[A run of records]
--

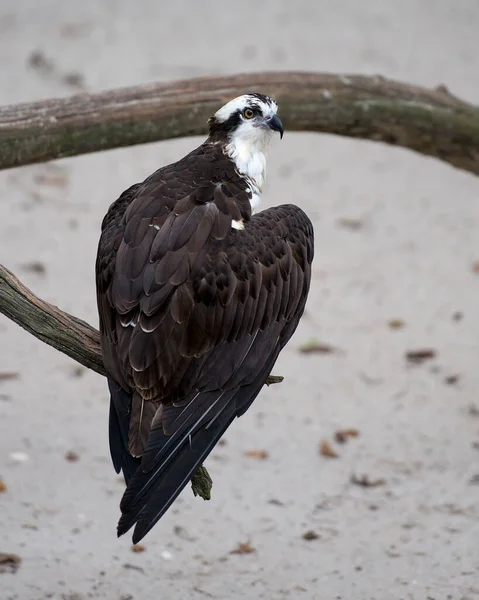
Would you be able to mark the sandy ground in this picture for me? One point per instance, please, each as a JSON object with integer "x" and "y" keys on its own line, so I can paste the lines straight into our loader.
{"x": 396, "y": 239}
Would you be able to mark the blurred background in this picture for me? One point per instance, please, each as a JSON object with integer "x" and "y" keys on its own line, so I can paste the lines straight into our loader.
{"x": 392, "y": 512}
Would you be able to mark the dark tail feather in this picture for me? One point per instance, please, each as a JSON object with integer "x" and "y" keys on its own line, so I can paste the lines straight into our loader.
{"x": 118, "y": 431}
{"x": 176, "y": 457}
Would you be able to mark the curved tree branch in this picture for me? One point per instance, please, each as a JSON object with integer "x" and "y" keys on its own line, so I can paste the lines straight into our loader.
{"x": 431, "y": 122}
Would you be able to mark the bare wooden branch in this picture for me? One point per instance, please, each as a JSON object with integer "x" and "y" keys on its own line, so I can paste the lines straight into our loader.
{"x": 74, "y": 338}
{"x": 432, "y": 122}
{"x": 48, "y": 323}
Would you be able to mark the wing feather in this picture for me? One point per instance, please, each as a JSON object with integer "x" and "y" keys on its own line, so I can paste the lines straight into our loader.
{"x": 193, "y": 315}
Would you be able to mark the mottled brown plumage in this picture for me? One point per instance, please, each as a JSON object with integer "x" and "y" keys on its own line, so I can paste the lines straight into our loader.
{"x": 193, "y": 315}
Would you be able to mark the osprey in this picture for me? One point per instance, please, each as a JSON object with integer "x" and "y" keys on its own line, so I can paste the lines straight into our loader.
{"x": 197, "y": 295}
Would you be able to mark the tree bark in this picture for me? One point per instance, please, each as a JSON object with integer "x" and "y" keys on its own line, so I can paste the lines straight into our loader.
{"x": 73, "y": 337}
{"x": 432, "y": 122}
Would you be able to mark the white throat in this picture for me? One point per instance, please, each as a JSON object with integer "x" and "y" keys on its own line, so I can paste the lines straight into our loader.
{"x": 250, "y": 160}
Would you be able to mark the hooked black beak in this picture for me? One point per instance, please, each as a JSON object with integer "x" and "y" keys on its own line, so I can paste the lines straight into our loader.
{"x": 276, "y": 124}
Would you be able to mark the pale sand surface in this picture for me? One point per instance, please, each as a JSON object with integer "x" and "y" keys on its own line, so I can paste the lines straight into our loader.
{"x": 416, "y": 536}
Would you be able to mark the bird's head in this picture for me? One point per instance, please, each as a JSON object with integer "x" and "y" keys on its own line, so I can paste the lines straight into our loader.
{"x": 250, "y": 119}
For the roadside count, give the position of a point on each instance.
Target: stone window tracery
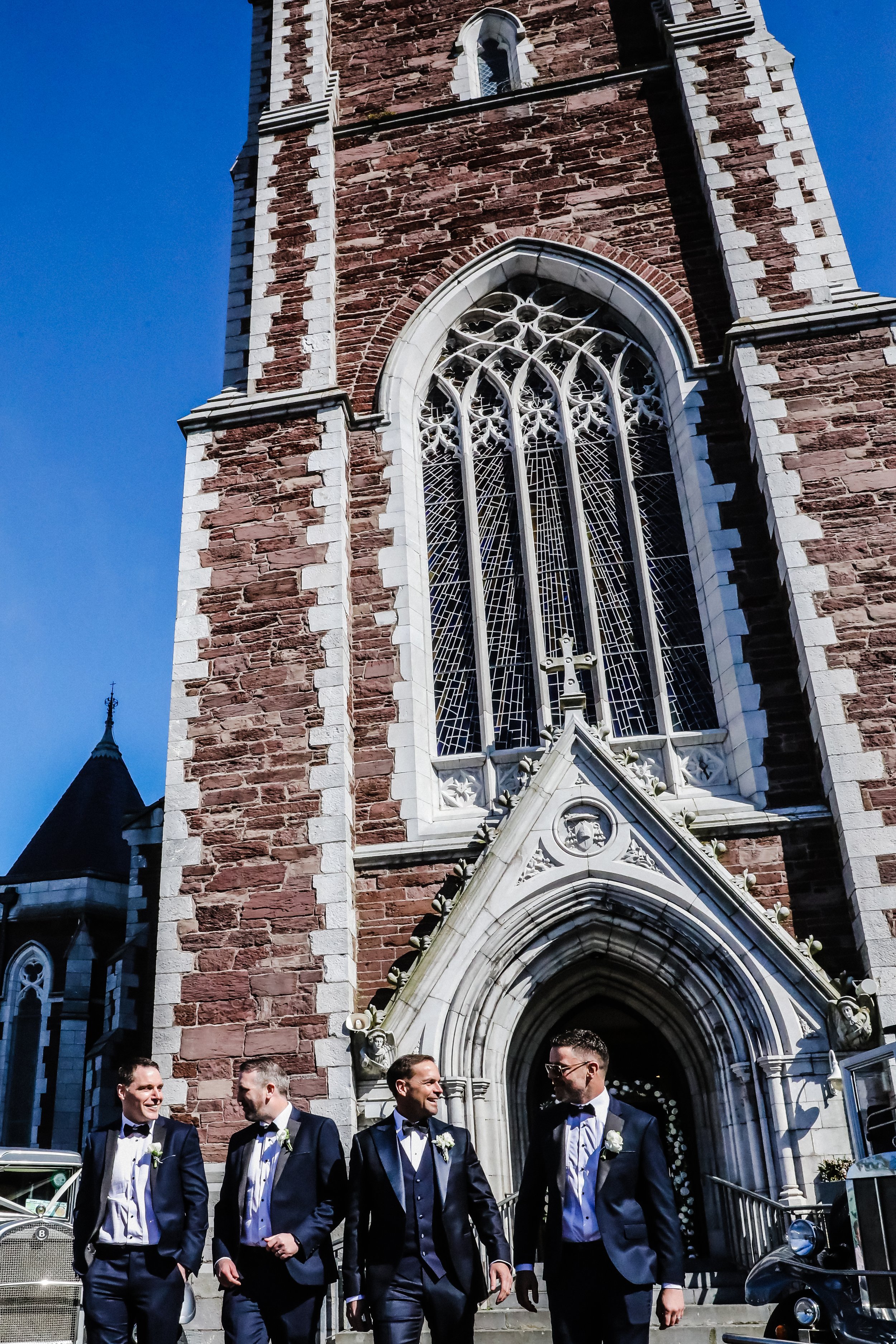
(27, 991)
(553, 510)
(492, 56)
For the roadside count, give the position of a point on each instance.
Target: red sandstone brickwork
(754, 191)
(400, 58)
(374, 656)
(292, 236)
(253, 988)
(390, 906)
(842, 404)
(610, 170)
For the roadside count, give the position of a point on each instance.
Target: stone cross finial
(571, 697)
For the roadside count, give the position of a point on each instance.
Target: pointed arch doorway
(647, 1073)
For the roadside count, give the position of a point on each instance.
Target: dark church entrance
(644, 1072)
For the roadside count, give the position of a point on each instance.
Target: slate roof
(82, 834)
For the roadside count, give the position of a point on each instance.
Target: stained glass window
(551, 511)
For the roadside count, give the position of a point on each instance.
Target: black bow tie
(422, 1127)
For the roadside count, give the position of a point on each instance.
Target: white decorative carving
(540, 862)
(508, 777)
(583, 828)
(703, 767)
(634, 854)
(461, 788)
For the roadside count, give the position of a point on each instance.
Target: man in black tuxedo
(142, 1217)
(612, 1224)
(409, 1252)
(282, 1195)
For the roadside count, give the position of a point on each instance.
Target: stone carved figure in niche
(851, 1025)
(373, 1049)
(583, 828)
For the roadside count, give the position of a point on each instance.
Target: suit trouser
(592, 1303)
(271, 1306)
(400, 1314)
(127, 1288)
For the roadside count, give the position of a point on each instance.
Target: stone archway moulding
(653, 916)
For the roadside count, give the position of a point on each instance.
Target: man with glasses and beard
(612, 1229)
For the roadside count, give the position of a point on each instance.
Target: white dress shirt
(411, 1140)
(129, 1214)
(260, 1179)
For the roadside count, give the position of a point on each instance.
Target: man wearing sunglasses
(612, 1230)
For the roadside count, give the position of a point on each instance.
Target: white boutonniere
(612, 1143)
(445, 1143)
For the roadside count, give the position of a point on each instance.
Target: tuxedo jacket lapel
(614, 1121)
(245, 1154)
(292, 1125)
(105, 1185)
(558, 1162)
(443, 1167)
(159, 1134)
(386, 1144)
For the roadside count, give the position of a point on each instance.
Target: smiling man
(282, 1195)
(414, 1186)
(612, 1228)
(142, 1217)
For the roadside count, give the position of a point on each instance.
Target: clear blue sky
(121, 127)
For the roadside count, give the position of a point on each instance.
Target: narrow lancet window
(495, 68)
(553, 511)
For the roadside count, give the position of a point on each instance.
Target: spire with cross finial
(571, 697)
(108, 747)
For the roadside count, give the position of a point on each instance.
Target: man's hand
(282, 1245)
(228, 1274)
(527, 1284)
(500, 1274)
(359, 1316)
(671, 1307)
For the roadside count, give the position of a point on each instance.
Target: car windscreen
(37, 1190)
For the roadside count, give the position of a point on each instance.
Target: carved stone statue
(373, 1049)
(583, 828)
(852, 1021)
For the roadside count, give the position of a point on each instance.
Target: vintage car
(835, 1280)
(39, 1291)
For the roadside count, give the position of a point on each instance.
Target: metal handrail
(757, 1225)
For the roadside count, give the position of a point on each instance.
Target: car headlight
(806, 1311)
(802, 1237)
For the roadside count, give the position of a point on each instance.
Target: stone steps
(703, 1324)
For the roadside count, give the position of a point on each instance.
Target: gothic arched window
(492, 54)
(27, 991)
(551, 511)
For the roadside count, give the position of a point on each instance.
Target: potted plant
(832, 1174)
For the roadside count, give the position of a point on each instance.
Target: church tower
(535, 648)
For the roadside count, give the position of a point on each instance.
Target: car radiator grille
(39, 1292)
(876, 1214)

--

PROMPT: Using the data above, print every line exactly, omitting pictures.

SOLVED PROBLEM:
Would you be able to mark the sandy ground in this picture for me? One point per instance, please, each as a JSON object with integer "x" and "y" keys on its own line, so I can paste the lines straight into our loader.
{"x": 396, "y": 239}
Would you be able to mark the blurred background in this picture for me? One point per instance, please, each as a JSON object with integer "x" and "y" keys on its own line, so I can paste the lines straight into our loader.
{"x": 392, "y": 512}
Would you be able to mark the dark tail feather in this picture for me? One point per instance, please, each as a JSON object with integer "x" and "y" keys on its own line, so I can paste the lines straight into our loader.
{"x": 118, "y": 431}
{"x": 176, "y": 457}
Would you be able to mark the curved tree branch in this picture for me? One point per instance, please, each as a JSON object with integer "x" and "y" keys on its own line, so I can paste the lines straight into our loader.
{"x": 431, "y": 122}
Would you be able to mark the bare wooden branch in this picture for me? One point per instance, please, each as a JSON object with integer "x" and "y" keys on its own line, so I can paste the lines straight into our loader.
{"x": 74, "y": 338}
{"x": 432, "y": 122}
{"x": 48, "y": 323}
Would you be able to mark the wing feather in this picture for me? One point per instance, please, each as a JSON object with integer "x" and "y" keys on its own line, so I can paste the lines straight into our loader.
{"x": 193, "y": 315}
Would you be able to mark the mottled brown plumage in this picture for me? One point per instance, please, each as a JSON object with integer "x" and "y" keys on its own line, so I can paste the lines straight into our loader.
{"x": 193, "y": 315}
Would you be able to mark the osprey in this picture for me? One point per instance, please, each as a JSON object with integer "x" and "y" keys on its own line, so I can paste the lines straight into our loader.
{"x": 197, "y": 295}
Would you be able to mark the tree bark in this picture for me? One point per instance, please, each as a JSON object with integer "x" and "y" keys on its own line, so I can paste the lines straight into our loader.
{"x": 73, "y": 337}
{"x": 432, "y": 122}
Would you be able to mark the white throat in this picture for me? One point per instance, please, each as a JSON object with integer "x" and "y" keys on its own line, so I can paste the lines straight into our loader.
{"x": 250, "y": 160}
Would you be able to mark the hooked black beak in this picture for me? One point per instance, please, each as a JSON object with integer "x" and "y" keys on its own line, so I can paste the lines straight into our loader.
{"x": 276, "y": 124}
Would you be able to mark the pale sand surface in this picture for me? One point per instance, please, each as a JSON object with integer "x" and "y" keys on its own line, so I can paste the lines straight into our loader.
{"x": 416, "y": 536}
Would you be able to mark the bird's head in this picture for me? One point per instance, please, each as a JSON object with integer "x" and "y" keys on its own line, so I can paste the lines straight into our loader.
{"x": 250, "y": 119}
For the roadside count, give the position of a point on each instance.
Target: stone window tracery
(27, 991)
(553, 510)
(492, 56)
For the roadside count, give the position of a point on each instance.
Target: red sandstone brickwork
(754, 191)
(400, 58)
(374, 656)
(292, 236)
(253, 988)
(390, 906)
(842, 404)
(610, 170)
For the roadside count, give the position of a point on each instance.
Target: stone cross finial
(571, 697)
For the roadside count, give the position of a point on each instance.
Target: pointed arch doorway
(647, 1073)
For the roadside count, give the position of a point on each instance.
Target: dark church entrance
(644, 1072)
For the roadside count, give the position of a point on each instance.
Target: slate roof
(82, 834)
For the roadside count, give the position of a point on each instance.
Target: stained glass window
(551, 511)
For the roadside count, give the position of a point on each instance.
Target: black bow tie
(422, 1127)
For the roadside count, give the position of a point on each instance.
Target: white decorative carving
(540, 862)
(508, 777)
(583, 828)
(703, 767)
(634, 854)
(461, 788)
For the roadside count, give the position of a point on each instance.
Target: man in black tuxedo
(142, 1217)
(612, 1224)
(409, 1252)
(282, 1195)
For the roadside count, give the position of a point on each instance.
Target: stone carved figure in niche
(851, 1025)
(373, 1049)
(583, 828)
For the roadside count, give the position of a point on each instance.
Target: suit trouser
(592, 1303)
(271, 1306)
(400, 1314)
(127, 1288)
For the roadside count, give the position of a point on each instance.
Target: stone archway moulding
(653, 916)
For the roadside count, give the position of a point on each instance.
Target: man with glasses and beard
(612, 1229)
For the roadside count, give the position of a point on each instance.
Target: white dress shirt
(411, 1140)
(129, 1214)
(260, 1179)
For the roadside count, give the position of a point on each instance.
Target: man wearing sunglasses
(612, 1230)
For the roadside count, give the position of a point on each instance.
Target: white boutonniere
(612, 1143)
(445, 1143)
For the roadside count, give the position of a point on each instance.
Target: tuxedo jacket lapel
(614, 1121)
(245, 1154)
(292, 1125)
(105, 1185)
(558, 1162)
(443, 1167)
(159, 1134)
(386, 1144)
For the roadside count, give the position of a point on each instance.
Target: smiling man
(282, 1195)
(414, 1186)
(612, 1228)
(142, 1217)
For the roadside count, give the position of a point on each instance.
Target: clear blue sky
(121, 127)
For the roadside count, give the position of a point on each instance.
Target: narrow lancet window
(495, 68)
(553, 511)
For the roadside count, give the position of a point on each instance.
Target: spire with cross finial
(571, 697)
(108, 747)
For the roadside count, give the position of a point on each instance.
Target: man's hand
(282, 1245)
(228, 1274)
(527, 1284)
(500, 1274)
(359, 1316)
(671, 1307)
For the roadside count, give the position of a point on each instance.
Target: car windscreen
(37, 1190)
For the roadside count, give the position of a point on each instance.
Target: carved stone statue
(373, 1049)
(583, 828)
(852, 1021)
For the roadside count, give the position of a point on each instance.
Target: vintage car
(835, 1280)
(39, 1291)
For the roadside count, give the position of a point on each instance.
Target: metal handrail
(757, 1225)
For the roadside count, give the position of a point on each instance.
Target: car headlight
(806, 1311)
(802, 1237)
For the roadside count, give the position of a point on each instance.
Target: stone steps
(703, 1324)
For the roadside count, give the position of a point on each instance.
Target: gothic arched window
(492, 54)
(27, 991)
(551, 511)
For the roadside count, give the position of a point on each instance.
Target: potted plant
(832, 1174)
For the roadside count, give the position of a point on each instance.
Target: church tower
(535, 648)
For the roadside count, give the position of a point on each instance.
Target: car radiator grille
(39, 1292)
(876, 1214)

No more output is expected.